▶ Brief
Reproduce, exactly and in full, the records that follow, minus any pictures.

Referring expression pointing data
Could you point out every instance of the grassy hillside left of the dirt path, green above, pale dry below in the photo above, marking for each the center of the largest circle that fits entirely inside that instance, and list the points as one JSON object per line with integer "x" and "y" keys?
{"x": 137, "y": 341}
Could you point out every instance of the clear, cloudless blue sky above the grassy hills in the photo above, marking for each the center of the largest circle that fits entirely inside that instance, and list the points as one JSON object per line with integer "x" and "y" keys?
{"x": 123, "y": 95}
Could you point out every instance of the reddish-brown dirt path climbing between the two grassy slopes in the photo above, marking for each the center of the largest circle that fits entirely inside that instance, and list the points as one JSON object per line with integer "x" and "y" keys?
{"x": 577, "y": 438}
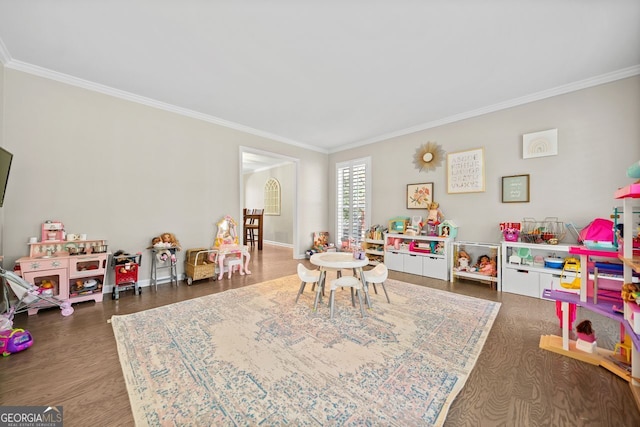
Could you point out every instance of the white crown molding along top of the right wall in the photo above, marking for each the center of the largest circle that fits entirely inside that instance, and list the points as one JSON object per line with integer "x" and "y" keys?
{"x": 560, "y": 90}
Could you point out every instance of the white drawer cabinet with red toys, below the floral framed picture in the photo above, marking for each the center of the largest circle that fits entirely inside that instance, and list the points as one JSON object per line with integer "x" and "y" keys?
{"x": 420, "y": 255}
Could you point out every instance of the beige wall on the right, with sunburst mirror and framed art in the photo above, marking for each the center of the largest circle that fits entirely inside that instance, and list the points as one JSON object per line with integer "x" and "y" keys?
{"x": 599, "y": 137}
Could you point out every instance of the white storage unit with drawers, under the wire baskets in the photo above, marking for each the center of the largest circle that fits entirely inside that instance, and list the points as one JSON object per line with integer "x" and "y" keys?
{"x": 524, "y": 276}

▶ Written answer
Could you point out every instance of the grassy hillside left of the dirt path, green above, pale dry below in the photo above, marking for each the center of the largest circle that fits entirely inside that instance, and list the points as one JSON object per line with integer "x" and "y" keys?
{"x": 137, "y": 341}
Could you point out every instance of the clear, cloudless blue sky above the grassy hills in the photo above, marking for each the center of the largest circle that fits entirely inside that instance, and list the points as one JSON object per line with integer "x" and "y" keys?
{"x": 123, "y": 95}
Could you point out every instance of the reddish-brown dirt path climbing between the two grassy slopes in the photo above, marking for each the center of the largest circle that fits entirely inside that instance, and list the points as one JSON object per line with integer "x" and "y" keys?
{"x": 577, "y": 438}
Could you point out every instance of the white crown molding along top of the right wall in the photo above, marking for each the center of the largest circle that fits entirely inside that instance, and list the points as one JSON object per line with integer "x" and "y" keys?
{"x": 560, "y": 90}
Could you point out every instance of the white drawer cabinet with red toys, below the floral framed picture in the photo above, marking for each the center of the largest circle that fits entirely inside that instance, and list the points as one JSON object per line with integer "x" and "y" keys?
{"x": 420, "y": 255}
Could you point out every instance of the beige wall on the right, with sunburst mirror and framed art in the photo above, marking for each the center of the largest circle that fits entirely inside that instance, and list the points as one JSON object per line with integer "x" and "y" keys?
{"x": 599, "y": 137}
Could you point out every instance of the white storage unit with drawers, under the wire baskets in the photo above, marking for each the center of the largest circle that fits entirely inside that instance, and list the points as one JSON object per line with integer "x" and "y" keys?
{"x": 524, "y": 276}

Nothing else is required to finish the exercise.